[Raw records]
--- --- ---
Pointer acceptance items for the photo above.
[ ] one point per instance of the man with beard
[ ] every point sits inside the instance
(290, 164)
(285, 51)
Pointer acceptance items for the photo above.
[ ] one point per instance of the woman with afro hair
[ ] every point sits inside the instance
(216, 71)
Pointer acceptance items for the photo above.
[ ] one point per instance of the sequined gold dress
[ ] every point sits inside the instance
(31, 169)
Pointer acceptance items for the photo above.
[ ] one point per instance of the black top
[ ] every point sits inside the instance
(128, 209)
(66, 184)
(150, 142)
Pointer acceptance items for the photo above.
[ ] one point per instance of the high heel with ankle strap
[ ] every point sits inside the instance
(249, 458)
--- --- ---
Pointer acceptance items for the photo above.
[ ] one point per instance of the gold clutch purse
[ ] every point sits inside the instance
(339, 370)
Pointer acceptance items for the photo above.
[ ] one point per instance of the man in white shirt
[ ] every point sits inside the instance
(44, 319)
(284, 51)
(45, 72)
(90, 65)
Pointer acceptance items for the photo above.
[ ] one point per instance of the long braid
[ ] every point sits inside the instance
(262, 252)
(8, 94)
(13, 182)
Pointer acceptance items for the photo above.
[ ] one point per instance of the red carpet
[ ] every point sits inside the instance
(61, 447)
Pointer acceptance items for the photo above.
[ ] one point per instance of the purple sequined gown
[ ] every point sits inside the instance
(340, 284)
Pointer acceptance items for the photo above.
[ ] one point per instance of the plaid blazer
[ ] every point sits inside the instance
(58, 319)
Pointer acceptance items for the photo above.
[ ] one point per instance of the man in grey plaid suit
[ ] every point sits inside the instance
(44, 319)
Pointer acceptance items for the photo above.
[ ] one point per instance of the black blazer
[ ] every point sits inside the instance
--- --- ---
SHORT EXERCISE
Show each line of the data above that contains the word "black".

SOLUTION BELOW
[ ] one point per instance of the black top
[ ] one point per instance of the black blazer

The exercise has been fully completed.